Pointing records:
..............................

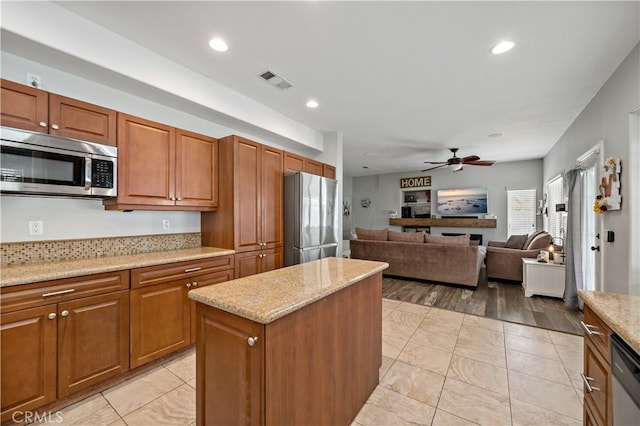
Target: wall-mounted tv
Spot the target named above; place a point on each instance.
(462, 202)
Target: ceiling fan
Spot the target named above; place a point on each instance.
(455, 163)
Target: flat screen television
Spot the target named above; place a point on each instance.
(462, 202)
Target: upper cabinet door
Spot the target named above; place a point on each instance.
(293, 162)
(24, 107)
(146, 162)
(196, 170)
(81, 120)
(247, 195)
(272, 233)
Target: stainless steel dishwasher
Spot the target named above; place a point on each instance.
(625, 383)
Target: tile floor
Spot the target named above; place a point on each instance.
(439, 368)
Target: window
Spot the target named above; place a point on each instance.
(521, 211)
(554, 220)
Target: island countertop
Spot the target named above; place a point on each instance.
(44, 271)
(621, 312)
(265, 297)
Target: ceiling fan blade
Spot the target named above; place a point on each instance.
(480, 163)
(433, 168)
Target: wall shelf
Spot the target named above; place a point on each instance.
(445, 222)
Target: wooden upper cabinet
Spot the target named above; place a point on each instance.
(80, 120)
(293, 163)
(328, 171)
(196, 170)
(313, 166)
(28, 108)
(164, 168)
(24, 107)
(146, 162)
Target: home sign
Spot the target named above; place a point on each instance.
(415, 182)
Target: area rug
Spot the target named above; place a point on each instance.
(499, 300)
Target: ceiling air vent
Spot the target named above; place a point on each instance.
(275, 80)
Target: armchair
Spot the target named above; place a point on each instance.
(504, 259)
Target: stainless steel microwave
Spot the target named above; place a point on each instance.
(41, 164)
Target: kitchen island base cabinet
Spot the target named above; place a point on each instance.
(316, 365)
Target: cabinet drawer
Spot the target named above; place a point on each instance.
(32, 295)
(153, 275)
(596, 370)
(600, 331)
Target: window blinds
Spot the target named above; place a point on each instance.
(521, 211)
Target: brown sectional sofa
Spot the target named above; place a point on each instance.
(416, 255)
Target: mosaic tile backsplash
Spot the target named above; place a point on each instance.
(40, 251)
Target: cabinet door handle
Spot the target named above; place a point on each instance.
(58, 293)
(588, 328)
(586, 381)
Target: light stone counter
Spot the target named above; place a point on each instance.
(264, 298)
(621, 312)
(44, 271)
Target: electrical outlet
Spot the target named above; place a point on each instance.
(36, 227)
(34, 80)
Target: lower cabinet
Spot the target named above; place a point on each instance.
(62, 336)
(255, 262)
(597, 406)
(162, 315)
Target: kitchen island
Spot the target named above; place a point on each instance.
(298, 345)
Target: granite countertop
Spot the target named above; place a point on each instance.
(44, 271)
(264, 298)
(621, 312)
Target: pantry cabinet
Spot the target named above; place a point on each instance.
(249, 217)
(58, 337)
(164, 168)
(162, 315)
(29, 108)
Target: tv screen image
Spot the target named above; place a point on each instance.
(462, 201)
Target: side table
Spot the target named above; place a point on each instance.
(546, 279)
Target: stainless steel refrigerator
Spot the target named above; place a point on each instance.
(310, 218)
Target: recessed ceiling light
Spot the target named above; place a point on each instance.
(503, 46)
(218, 45)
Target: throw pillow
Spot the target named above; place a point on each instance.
(541, 241)
(372, 234)
(516, 241)
(407, 237)
(460, 240)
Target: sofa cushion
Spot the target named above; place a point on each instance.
(516, 241)
(372, 234)
(460, 240)
(407, 237)
(541, 241)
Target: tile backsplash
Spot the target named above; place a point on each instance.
(40, 251)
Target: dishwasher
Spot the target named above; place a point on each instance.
(625, 383)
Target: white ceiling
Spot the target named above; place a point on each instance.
(403, 81)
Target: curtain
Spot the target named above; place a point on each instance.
(574, 278)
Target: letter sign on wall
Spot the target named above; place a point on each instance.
(415, 182)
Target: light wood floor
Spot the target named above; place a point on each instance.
(499, 300)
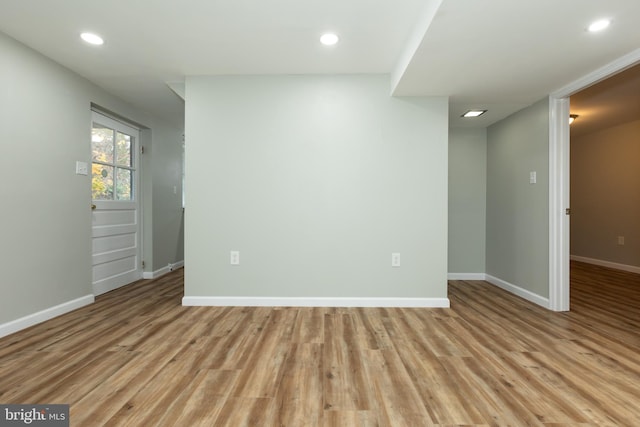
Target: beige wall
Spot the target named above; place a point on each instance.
(605, 195)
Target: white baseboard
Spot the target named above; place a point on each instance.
(516, 290)
(466, 276)
(44, 315)
(609, 264)
(315, 302)
(164, 270)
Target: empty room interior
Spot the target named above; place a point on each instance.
(245, 213)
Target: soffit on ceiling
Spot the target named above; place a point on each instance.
(500, 55)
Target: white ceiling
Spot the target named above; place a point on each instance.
(500, 55)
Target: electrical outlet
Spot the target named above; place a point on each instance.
(235, 257)
(395, 259)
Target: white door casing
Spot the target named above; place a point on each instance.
(559, 182)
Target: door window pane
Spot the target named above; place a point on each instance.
(101, 182)
(123, 150)
(123, 188)
(102, 144)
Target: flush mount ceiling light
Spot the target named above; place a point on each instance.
(473, 113)
(599, 25)
(91, 38)
(329, 39)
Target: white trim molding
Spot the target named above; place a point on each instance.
(558, 204)
(315, 302)
(162, 271)
(559, 183)
(517, 290)
(608, 264)
(44, 315)
(466, 276)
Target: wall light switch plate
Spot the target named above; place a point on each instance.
(395, 259)
(234, 257)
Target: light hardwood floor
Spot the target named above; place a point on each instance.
(137, 357)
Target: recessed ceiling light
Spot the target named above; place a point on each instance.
(92, 38)
(474, 113)
(329, 39)
(599, 25)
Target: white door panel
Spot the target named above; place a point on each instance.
(116, 227)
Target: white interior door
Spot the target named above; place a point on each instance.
(116, 253)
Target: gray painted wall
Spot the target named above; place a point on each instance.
(168, 224)
(316, 180)
(45, 221)
(605, 194)
(518, 212)
(467, 200)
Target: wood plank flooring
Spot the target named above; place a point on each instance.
(137, 357)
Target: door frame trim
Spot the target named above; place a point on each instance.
(559, 178)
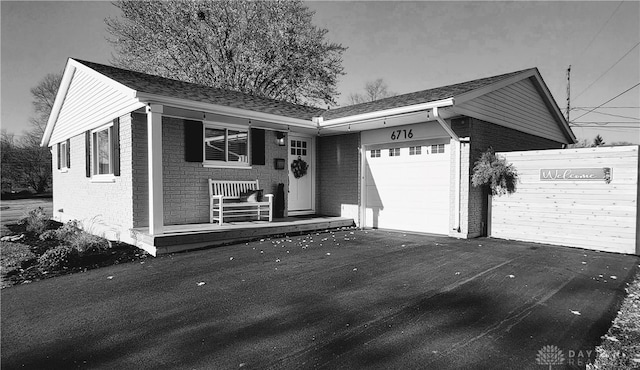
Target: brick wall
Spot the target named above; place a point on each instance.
(104, 208)
(185, 192)
(338, 174)
(483, 135)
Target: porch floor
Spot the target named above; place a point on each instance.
(177, 238)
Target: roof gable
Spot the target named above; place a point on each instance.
(518, 106)
(86, 100)
(166, 87)
(418, 97)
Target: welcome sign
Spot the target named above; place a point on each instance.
(576, 174)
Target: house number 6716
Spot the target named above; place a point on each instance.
(401, 134)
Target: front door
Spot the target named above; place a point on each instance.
(301, 175)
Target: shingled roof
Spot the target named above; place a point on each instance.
(424, 96)
(151, 84)
(162, 86)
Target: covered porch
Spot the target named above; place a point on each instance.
(176, 238)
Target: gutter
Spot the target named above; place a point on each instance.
(224, 110)
(387, 113)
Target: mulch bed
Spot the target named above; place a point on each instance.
(31, 271)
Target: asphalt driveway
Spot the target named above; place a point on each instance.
(11, 211)
(347, 299)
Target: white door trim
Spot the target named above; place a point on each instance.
(312, 173)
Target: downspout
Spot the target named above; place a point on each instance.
(458, 178)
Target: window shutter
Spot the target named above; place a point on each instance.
(87, 153)
(193, 141)
(68, 153)
(58, 147)
(257, 147)
(115, 146)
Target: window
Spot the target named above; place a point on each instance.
(103, 152)
(226, 146)
(101, 142)
(415, 150)
(438, 148)
(63, 156)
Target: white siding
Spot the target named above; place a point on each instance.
(89, 103)
(518, 106)
(586, 214)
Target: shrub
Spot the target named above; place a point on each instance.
(14, 256)
(48, 235)
(36, 221)
(69, 231)
(88, 243)
(57, 258)
(495, 173)
(4, 231)
(72, 234)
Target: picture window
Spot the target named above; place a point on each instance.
(223, 145)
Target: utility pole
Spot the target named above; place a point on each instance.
(568, 91)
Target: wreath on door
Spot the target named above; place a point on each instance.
(299, 168)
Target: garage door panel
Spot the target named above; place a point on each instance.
(408, 192)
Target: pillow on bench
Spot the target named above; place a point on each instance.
(251, 196)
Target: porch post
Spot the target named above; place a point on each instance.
(154, 154)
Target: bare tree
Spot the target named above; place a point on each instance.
(265, 48)
(373, 90)
(44, 95)
(598, 141)
(24, 162)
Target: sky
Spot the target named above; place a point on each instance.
(411, 45)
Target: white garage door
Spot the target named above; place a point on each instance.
(407, 187)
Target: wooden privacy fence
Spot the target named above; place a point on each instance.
(585, 198)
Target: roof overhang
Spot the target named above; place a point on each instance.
(223, 110)
(69, 71)
(534, 75)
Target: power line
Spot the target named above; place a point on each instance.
(604, 108)
(605, 72)
(604, 122)
(627, 90)
(613, 115)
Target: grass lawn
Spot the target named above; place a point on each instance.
(620, 348)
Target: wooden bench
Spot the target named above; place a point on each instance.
(225, 201)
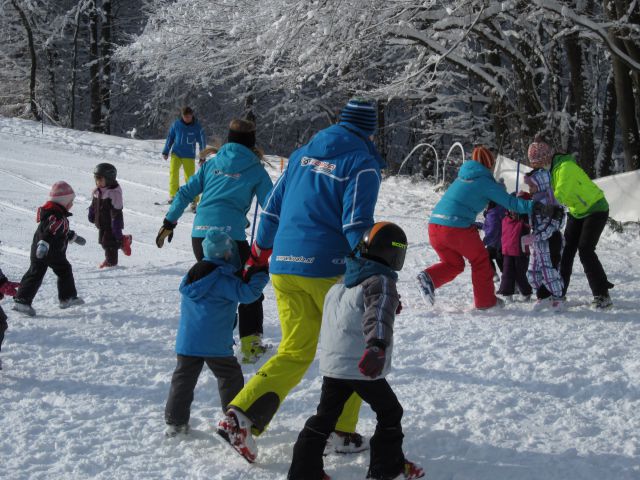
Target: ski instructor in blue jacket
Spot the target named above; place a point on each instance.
(228, 182)
(315, 216)
(181, 142)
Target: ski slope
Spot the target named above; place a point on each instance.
(487, 396)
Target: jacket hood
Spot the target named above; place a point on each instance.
(471, 170)
(201, 287)
(359, 269)
(338, 140)
(561, 158)
(234, 158)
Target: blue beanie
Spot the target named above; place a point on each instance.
(217, 244)
(360, 113)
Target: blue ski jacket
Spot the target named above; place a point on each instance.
(183, 137)
(228, 182)
(470, 193)
(208, 310)
(322, 204)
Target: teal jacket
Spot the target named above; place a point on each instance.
(227, 182)
(470, 193)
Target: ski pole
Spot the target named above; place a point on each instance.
(253, 225)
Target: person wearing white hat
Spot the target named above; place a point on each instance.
(49, 250)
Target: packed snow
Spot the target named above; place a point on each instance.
(510, 394)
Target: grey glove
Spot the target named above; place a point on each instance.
(42, 249)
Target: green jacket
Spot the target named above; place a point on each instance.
(574, 189)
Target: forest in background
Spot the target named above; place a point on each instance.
(473, 71)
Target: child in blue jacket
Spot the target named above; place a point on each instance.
(210, 292)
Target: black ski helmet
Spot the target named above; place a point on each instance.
(107, 171)
(385, 242)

..............................

• Problem description:
Update the lines starting at the one containing "Target: green jacket" and ending at the end of the records, replacing "jacket" with "coat" and leaving everything else unchanged.

• Written solution:
Target: green coat
Spot the target named above; place a point on each instance.
(574, 189)
Target: forest in background
Spot the target named above; place a point on each instance.
(473, 71)
Target: child in blue coat
Spot the target named above; place a point on each instance.
(210, 292)
Target: black ski helmet
Spot the target named above; place a point on each instance.
(107, 171)
(385, 242)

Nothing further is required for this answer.